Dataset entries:
■ ■ ■ ■
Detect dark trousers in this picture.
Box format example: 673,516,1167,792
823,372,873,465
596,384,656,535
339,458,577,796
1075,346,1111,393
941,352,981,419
■ ■ ■ ■
### [What needs to be done]
Please return the data above exactly as given.

### [Output]
Detect dark trousers in this picture.
Box format example: 673,516,1167,792
823,372,873,465
596,384,656,535
339,458,577,796
1075,346,1111,393
941,352,981,419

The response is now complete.